JOB - Find "Mark the sky" in the data, then restate the line it sits in and every later line word for word, ending with the last line.

[Excerpt from a dataset]
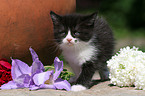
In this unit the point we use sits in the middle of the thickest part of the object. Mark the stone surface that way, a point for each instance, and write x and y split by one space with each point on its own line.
100 89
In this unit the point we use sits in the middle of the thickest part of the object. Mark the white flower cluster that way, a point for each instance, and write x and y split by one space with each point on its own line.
127 68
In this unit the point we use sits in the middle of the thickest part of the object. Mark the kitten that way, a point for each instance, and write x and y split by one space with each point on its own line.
86 42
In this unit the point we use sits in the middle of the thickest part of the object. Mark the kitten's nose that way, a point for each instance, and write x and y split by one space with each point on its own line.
69 39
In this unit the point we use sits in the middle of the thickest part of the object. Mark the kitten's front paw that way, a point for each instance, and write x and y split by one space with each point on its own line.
78 88
72 79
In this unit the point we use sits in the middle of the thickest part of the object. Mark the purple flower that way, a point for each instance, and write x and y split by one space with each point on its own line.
50 79
22 74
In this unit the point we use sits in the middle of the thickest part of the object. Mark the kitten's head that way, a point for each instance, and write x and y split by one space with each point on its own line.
73 29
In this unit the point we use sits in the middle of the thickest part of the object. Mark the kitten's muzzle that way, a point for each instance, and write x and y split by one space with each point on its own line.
69 40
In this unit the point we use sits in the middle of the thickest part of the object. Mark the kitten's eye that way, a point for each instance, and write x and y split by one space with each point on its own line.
76 33
62 33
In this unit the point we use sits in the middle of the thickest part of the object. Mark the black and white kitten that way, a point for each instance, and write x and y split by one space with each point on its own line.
86 42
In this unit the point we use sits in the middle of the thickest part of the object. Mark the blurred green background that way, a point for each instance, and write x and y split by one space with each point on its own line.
126 18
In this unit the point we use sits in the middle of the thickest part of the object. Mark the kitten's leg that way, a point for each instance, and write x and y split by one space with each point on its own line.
84 80
104 73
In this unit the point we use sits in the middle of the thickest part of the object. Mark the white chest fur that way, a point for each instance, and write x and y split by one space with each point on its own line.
78 54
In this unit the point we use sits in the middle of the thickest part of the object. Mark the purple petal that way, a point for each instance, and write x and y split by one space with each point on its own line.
40 78
34 88
46 86
42 86
58 68
62 84
37 67
19 68
23 81
9 85
33 53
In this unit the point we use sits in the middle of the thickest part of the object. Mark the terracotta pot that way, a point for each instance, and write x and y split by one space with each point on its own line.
25 23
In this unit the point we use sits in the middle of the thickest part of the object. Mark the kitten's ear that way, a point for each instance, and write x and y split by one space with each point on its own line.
55 18
91 19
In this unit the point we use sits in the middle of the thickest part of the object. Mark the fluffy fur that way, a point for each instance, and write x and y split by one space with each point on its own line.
86 42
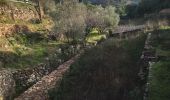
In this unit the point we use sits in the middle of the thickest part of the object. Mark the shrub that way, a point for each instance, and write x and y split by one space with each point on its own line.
105 72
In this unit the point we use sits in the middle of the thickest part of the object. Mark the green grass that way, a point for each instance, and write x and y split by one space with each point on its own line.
159 88
102 72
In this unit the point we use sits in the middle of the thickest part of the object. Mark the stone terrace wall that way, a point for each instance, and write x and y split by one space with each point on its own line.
19 13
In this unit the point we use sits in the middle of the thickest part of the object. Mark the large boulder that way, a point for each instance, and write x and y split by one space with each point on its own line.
7 85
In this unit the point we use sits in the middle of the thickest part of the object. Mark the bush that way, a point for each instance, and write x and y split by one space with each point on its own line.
159 87
105 72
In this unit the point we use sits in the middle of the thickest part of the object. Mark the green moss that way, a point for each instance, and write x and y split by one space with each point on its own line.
159 83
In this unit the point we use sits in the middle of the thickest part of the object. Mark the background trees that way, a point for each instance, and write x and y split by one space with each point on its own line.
73 19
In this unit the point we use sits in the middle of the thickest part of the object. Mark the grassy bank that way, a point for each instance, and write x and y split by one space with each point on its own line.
106 72
160 71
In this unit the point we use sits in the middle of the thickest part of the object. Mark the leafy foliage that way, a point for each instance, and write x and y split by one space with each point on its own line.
106 72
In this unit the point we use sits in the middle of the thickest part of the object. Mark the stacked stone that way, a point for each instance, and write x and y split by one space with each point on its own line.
147 59
39 91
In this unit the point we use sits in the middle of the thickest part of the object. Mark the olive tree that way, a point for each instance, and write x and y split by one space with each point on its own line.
70 21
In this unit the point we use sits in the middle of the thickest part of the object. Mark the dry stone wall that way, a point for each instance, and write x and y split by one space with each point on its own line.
19 13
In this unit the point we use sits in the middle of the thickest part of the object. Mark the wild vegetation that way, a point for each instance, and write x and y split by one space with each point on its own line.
49 32
106 72
159 81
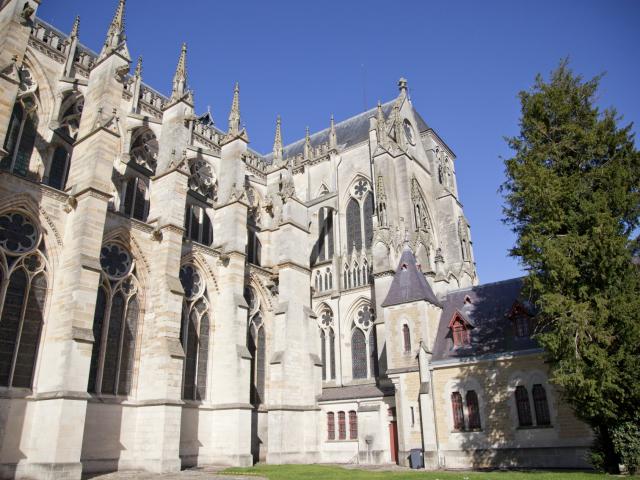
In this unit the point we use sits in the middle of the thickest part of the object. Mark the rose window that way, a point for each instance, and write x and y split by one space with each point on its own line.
364 317
17 233
115 260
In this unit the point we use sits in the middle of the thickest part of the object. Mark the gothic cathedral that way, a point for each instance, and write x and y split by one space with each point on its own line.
170 297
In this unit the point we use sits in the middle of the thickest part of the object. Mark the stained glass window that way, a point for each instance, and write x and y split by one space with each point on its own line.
24 284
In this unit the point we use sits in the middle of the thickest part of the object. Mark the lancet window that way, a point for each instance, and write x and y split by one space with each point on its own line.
256 343
360 217
115 323
23 292
324 248
364 357
327 344
194 333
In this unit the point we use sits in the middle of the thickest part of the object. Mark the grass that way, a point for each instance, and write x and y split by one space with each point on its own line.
326 472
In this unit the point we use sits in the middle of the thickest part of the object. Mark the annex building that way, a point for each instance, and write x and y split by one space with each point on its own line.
170 297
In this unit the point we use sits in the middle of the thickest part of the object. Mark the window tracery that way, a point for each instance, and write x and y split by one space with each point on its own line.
115 323
327 343
256 343
194 333
363 344
23 292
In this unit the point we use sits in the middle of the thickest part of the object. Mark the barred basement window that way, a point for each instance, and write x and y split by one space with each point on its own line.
406 336
541 405
331 426
342 426
523 406
353 425
473 410
458 411
194 333
115 323
23 292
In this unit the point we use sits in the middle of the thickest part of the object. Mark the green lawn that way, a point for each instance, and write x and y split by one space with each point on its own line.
325 472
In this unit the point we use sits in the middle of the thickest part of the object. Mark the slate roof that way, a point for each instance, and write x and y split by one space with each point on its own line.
487 312
409 283
352 392
349 132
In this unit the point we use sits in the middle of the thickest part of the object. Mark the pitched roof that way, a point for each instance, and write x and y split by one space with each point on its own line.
349 132
487 309
409 283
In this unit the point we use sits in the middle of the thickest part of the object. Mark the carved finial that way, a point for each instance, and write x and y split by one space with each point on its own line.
234 115
333 138
179 89
402 85
115 35
138 73
76 28
277 143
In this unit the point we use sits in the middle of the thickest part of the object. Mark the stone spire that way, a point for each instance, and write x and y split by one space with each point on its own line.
116 38
307 144
73 46
381 125
179 89
277 142
75 28
234 114
138 72
333 138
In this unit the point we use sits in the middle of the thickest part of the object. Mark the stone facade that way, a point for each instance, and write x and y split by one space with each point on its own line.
169 297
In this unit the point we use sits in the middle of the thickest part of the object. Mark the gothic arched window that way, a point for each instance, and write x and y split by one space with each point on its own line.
363 344
23 292
327 344
194 333
541 405
473 410
197 225
115 323
58 169
458 411
144 149
256 342
21 136
135 202
324 247
360 217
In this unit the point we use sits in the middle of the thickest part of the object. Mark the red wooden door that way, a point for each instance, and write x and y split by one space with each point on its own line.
393 440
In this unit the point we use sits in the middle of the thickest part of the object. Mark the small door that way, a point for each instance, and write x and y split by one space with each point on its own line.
393 440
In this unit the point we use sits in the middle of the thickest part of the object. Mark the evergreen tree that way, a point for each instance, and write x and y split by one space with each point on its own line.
572 194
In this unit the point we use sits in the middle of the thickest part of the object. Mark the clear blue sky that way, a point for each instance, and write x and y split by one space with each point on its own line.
465 62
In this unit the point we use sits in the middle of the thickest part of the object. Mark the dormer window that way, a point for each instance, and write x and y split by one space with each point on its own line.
460 331
521 321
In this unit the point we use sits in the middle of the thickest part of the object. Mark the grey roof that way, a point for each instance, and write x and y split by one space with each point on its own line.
409 283
353 391
487 311
349 132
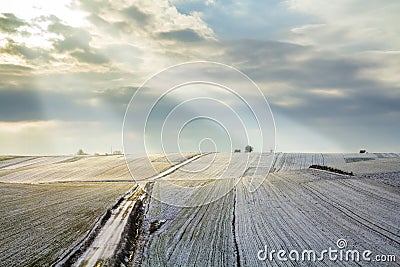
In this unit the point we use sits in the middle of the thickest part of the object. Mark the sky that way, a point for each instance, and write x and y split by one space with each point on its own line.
329 70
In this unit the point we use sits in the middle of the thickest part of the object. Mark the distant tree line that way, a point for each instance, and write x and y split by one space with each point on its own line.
330 169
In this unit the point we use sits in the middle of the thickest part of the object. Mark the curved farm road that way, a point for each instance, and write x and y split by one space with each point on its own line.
107 240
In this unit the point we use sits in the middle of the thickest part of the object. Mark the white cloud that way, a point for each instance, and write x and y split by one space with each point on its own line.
348 25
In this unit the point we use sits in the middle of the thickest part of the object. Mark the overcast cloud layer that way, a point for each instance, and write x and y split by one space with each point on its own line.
328 70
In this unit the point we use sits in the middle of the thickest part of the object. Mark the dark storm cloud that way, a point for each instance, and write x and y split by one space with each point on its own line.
9 23
76 42
324 92
186 35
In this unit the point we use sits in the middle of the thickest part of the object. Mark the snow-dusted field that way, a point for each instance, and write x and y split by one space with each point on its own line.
294 208
87 168
38 223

WORKED ANSWER -
In this unit the point we use sits in the middle of the thickest part of the object. Mark the sky that way, a point for each instance, and write x and y split by one space with each point on its own line.
329 70
In this unit the point we use sits in the middle of the thickest part of the object. Mark the distant tree line that way, a point for each instance, and write x and y split by one space with each point on its own line.
330 169
In this unit the point we use sits in the middle of the thickest part of the object. Mark the curved farm road that way, a point for each instance, and write x and y split by one space with each point on its own line.
107 240
In this unit the point we use sits in the middle of the thickest part of the object. Mark the white cloud that way, a point for each instance, and write x and y split by one space with each point on its own line.
348 25
In this unit the point we use sits in the middle of the thickest part of the object. Mark the overcast cloud layer that way, a point for each instance, and write x and y split by one space with each point on its own line.
328 70
In this unit the point we use sits in the middle of the thickest part of the object. Mark the dark storm cloud that way, a point for each instance, and write x and y split by one space with each point on its own line.
9 23
76 42
324 92
186 35
In this unit the point we use sits in the middle of the thickest part of the object. Mark the snow-dusted field that way, a point for each instance, and write x and y split by one space with each point on its own line.
294 208
87 168
38 223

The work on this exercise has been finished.